-- Data in this exercise --
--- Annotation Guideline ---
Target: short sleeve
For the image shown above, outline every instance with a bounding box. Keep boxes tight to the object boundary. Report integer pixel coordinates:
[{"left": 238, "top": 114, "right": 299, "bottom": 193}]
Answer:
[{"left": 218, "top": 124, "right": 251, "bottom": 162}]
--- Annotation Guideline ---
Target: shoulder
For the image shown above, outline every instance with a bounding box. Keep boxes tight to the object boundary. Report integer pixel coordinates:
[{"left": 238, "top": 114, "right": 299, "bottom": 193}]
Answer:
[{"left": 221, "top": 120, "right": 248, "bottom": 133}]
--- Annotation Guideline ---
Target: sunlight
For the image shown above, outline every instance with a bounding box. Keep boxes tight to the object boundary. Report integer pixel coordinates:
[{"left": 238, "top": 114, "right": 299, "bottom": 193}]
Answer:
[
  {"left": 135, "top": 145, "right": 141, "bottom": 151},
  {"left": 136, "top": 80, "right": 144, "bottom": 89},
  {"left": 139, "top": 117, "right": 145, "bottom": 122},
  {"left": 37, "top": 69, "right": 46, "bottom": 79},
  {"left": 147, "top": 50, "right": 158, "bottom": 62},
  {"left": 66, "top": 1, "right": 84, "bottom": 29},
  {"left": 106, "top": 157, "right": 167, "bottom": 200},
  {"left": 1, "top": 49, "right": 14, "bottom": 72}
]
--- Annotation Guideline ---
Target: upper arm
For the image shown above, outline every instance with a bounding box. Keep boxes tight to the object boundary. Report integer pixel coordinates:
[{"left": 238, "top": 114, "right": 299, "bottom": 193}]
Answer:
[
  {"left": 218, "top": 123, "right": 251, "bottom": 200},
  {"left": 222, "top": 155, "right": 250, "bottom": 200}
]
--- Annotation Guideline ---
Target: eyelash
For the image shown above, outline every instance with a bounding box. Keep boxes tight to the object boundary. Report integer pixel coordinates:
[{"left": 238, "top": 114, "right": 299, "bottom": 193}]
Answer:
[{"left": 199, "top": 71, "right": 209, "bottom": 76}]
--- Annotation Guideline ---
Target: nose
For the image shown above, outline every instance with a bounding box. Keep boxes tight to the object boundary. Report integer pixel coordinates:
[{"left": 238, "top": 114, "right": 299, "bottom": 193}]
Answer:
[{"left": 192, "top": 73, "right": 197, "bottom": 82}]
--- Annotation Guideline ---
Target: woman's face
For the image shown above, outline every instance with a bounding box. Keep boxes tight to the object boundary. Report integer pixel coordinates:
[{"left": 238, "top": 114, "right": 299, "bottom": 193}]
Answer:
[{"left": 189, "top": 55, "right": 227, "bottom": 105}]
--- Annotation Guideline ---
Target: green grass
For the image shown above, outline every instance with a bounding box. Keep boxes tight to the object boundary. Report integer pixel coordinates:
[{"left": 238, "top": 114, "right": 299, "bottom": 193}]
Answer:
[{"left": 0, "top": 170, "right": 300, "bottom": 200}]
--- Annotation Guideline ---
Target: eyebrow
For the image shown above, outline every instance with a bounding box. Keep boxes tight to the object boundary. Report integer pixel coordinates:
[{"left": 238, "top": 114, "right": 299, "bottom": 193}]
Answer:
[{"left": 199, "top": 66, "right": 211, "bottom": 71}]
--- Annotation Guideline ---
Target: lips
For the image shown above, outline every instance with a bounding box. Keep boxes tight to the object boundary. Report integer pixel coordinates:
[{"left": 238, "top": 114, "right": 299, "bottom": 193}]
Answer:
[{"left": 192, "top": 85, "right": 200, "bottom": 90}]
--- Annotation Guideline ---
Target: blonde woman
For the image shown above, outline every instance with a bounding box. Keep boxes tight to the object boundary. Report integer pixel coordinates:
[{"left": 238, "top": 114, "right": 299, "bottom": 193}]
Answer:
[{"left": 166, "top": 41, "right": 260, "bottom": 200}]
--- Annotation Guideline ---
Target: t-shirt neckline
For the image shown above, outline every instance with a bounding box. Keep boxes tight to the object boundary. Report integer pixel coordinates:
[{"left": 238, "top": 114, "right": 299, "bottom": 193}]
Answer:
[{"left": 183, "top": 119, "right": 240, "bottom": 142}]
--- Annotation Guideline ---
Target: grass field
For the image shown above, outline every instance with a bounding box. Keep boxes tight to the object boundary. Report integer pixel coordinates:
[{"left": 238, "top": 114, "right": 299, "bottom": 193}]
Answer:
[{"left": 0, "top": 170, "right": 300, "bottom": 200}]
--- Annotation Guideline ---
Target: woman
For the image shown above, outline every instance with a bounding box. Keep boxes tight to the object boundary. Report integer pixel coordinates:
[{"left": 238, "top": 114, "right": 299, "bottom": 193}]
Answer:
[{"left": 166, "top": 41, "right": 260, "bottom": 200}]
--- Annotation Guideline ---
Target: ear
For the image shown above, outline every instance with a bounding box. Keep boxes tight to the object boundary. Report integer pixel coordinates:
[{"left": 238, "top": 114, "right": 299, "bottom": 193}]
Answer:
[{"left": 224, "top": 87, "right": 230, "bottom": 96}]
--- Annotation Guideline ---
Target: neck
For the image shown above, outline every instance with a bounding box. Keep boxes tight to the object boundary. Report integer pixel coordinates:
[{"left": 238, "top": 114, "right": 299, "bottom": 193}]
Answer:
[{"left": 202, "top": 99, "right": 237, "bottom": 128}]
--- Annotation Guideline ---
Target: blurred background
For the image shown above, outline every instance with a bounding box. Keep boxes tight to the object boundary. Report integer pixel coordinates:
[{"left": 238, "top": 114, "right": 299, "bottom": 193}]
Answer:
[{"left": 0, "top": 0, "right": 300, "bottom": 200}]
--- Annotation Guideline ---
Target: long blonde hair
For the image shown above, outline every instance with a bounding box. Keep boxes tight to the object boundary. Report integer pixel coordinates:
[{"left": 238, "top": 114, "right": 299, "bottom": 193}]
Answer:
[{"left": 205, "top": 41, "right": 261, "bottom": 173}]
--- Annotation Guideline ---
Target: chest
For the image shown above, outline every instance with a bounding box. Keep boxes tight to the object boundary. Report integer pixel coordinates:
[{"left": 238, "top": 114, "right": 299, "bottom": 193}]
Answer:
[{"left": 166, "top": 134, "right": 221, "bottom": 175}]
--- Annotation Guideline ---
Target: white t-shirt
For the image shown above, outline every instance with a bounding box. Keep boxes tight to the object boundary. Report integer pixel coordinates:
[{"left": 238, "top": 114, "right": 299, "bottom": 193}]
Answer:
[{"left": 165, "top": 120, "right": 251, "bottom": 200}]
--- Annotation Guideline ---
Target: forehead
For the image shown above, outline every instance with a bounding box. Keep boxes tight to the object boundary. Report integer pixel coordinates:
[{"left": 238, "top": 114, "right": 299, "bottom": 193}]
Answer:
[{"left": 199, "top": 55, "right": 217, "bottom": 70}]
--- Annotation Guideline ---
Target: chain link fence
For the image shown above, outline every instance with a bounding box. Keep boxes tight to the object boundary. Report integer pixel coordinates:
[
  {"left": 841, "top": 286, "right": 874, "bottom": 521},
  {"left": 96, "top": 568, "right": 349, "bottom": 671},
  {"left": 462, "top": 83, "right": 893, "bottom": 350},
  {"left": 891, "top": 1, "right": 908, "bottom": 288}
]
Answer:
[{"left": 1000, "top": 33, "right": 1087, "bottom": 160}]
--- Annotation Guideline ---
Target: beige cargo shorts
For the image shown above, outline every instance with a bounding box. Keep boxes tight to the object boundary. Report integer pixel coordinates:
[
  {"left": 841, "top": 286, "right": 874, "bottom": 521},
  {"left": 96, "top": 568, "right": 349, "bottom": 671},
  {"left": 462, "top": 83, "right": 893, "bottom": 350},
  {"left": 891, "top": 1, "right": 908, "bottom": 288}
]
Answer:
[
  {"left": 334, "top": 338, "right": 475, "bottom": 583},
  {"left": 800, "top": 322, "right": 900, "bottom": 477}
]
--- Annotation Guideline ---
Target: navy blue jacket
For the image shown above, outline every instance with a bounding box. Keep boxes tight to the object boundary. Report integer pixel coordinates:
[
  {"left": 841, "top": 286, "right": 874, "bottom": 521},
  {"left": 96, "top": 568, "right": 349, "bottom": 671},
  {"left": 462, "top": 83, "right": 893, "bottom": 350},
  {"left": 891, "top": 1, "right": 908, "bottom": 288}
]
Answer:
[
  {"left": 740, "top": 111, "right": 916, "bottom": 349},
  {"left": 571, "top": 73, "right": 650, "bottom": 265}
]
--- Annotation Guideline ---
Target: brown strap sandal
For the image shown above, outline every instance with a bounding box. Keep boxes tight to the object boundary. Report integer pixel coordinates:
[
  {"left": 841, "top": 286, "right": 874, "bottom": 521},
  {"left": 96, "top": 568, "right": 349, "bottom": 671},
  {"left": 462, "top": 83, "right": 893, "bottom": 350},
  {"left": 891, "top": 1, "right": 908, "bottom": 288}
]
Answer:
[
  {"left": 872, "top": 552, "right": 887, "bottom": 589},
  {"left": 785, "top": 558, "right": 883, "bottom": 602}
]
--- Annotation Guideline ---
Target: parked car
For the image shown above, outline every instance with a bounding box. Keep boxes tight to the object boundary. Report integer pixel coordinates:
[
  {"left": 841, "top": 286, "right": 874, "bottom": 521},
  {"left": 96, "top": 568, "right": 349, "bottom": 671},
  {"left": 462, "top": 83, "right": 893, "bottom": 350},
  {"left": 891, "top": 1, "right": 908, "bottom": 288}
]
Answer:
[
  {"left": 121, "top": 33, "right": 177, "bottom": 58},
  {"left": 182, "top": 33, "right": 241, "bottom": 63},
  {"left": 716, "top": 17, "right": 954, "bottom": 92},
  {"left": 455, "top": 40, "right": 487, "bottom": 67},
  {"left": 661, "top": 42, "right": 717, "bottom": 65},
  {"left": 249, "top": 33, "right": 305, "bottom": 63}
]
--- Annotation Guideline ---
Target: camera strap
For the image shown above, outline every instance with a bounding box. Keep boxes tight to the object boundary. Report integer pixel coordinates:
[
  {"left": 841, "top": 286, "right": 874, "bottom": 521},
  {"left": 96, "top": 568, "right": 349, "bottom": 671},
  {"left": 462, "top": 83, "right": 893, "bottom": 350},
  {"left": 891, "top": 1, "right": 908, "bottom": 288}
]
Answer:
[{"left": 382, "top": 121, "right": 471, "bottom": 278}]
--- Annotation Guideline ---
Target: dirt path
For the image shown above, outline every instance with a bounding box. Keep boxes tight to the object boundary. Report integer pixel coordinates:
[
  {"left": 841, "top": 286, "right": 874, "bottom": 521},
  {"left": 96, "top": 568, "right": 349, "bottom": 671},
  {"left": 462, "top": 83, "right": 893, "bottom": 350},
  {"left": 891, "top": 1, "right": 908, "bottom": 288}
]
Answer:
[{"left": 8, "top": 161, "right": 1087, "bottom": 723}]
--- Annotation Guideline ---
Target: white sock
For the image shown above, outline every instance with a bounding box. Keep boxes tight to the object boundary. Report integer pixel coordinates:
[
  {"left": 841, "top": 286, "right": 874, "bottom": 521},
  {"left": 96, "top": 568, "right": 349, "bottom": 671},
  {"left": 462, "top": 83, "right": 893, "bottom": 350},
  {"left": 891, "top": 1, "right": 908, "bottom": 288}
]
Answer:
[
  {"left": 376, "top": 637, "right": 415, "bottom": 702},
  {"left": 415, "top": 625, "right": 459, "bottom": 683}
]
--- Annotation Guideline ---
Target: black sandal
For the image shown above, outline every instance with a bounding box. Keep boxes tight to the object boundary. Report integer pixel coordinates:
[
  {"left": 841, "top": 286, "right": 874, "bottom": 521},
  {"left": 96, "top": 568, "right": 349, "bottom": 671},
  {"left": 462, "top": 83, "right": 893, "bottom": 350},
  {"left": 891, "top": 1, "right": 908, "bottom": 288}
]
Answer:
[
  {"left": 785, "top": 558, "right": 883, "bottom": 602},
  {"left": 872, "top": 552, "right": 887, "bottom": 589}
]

-- Written task --
Show each line of the data above that contains the word "sandal", copying every such line in full.

-- Task output --
Target: brown strap sandal
Target: black sandal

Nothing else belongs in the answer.